SHORT PROBLEM - Quote every line as given.

DATA FOR THIS EXERCISE -
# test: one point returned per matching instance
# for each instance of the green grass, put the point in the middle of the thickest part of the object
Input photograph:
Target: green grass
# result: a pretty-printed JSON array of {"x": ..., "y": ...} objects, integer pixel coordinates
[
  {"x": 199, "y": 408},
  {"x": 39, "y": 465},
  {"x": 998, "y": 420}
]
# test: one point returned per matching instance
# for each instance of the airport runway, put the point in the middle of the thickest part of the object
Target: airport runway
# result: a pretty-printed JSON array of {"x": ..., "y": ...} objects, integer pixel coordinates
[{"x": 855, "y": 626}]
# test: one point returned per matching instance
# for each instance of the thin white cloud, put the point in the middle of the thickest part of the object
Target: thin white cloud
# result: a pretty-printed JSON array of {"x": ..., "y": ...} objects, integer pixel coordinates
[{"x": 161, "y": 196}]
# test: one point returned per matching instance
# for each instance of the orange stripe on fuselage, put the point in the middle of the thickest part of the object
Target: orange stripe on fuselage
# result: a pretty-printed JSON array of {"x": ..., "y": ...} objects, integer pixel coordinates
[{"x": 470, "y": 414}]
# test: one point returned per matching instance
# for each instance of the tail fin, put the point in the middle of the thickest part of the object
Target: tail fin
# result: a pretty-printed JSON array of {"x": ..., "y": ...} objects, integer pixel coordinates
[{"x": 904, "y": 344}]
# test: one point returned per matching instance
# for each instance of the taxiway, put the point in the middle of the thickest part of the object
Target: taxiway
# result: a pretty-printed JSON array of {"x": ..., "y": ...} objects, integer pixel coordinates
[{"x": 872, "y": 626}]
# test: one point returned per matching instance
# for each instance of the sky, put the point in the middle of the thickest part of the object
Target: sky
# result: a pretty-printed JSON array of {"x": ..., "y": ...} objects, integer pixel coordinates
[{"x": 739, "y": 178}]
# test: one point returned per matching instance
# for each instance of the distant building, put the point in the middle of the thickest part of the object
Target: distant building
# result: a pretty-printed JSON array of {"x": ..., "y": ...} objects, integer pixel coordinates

WRITTEN SOLUTION -
# test: one point returned per matching instance
# for each instance of the green grass, put the point in the middle of the thickest part of the object
Input photograph:
Target: green grass
# result: a pretty-printed JSON array of {"x": ..., "y": ...} objects, integer pixel coordinates
[
  {"x": 199, "y": 408},
  {"x": 39, "y": 465},
  {"x": 998, "y": 420}
]
# test: one point returned per matching instance
# for each instance of the airport runway, put the point in the middle of the thickest part of the object
Target: airport runway
# result: a pretty-printed JSON array of {"x": ..., "y": ...} objects, integer pixel coordinates
[{"x": 855, "y": 626}]
# test: one point returned per matching instance
# for each instance of the thin white cloud, put the point in the middle of the thickest part of the object
Target: thin white cloud
# result: a pretty-printed JSON array of {"x": ..., "y": ...} objects, integer pixel coordinates
[{"x": 161, "y": 196}]
# test: one point returned per matching instance
# for each instance of the orange stripe on fuselage, put the point in the middle of the thickest part of the object
Target: orange stripe on fuselage
# result: a pretty-printed JSON array of {"x": ..., "y": ...} objects, integer pixel coordinates
[{"x": 470, "y": 414}]
# test: one point returned per matching instance
# for each instance of the tail fin, put the point in the middle of the thickest part of the object
Target: tail fin
# result: a pretty-printed JSON array of {"x": ..., "y": ...} objects, integer pixel coordinates
[{"x": 904, "y": 344}]
# test: one point returned per matching instance
# for each instance of the taxiway, put the point in the middle of the thickest part of the object
Target: taxiway
# result: a pretty-printed JSON array of {"x": ..., "y": ...} objects, integer pixel coordinates
[{"x": 872, "y": 626}]
# test: one point returned per matching instance
# for each instance of the sky, put the point in the middle of the thickest part of the object
Target: sky
# result: a pretty-printed JSON array of {"x": ..., "y": ...} objects, integer pixel coordinates
[{"x": 739, "y": 178}]
# test: one point returned per matching instance
# for each instance of the distant building, put the point in the middle of the thickest part of the object
Target: distant building
# result: a pretty-printed JSON array of {"x": ..., "y": ...} objects, integer pixel coordinates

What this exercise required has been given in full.